**** Texte

Mais pour d’autres – ceux qui nous intéressent ici, en ruptures incessantes jusqu’à ce qu’ils se retrouvent à errer, seuls ou en bandes, dans les rues – force est de nous interroger. Ce qui a fait cadre pour les uns n’a constitué pour ceux-là qu’un règlement intérieur de plus, arbitraire et donc devant être transgressé.
Nous avons tous connu, en tant que soignants divers, des adolescents dont l’institution nous dit qu’ils sont intenables, et qui, dans le secret du face à face de nos entretiens, sont charmants, calmes, intelligents. Et pourtant un jour, nous apprenons qu’ils ont fugué, qu’ils ont été exclus, qu’ils ont fait une « bêtise » au-delà des limites effectivement supportables pour l’institution.
Que s’est il passé ? Comment expliquer que la digue ait lâché – malgré le fil fragile, certes, du lien qui commençait à se tisser par le langage ? Une réflexion « en trop », l’absence d’un éducateur très investi, un désaccord sur la notion de respect, par exemple. Mon hypothèse est qu’alors le cadre n’a pu être (encore ?) investi par eux comme rempart suffisant, face au gouffre du vide qui risque de les anéantir à chaque moment. Mais l’explosion du passage à l’acte, de la fugue, est à décrypter, à chaque fois différemment : ce qui n’est pas facile… puisque l’adolescent n’est plus là, dans l’institution
Des quelques commentaires que j’ai pu recueillir, par des animateurs de « Points Jeunes » par exemple, recevant des jeunes en errance, ou même directement parfois, par certains jeunes errants, me reviennent en écho, à distance, des mots sur ces ruptures : à chaque fois différents selon l’histoire, ils reflètent souvent un cri contre ce qu’ils vivent comme l’anonymat de certains modes de réponses institutionnels, désincarnés et qui ne sont plus référés pour eux à ce qu’ils se sont fait comme idée de « la justice ».

********

▶ [Consigne]: D'après le texte, comment l'institution qualifie-t-elle les adolescents qui se montrent charmants, calmes et intelligents en entretien ?

**** Extrait des données

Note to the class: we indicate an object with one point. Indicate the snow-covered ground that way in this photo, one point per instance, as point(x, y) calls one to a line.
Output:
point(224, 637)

********

▶ [Résultat final]: Elle dit qu'ils sont intenables.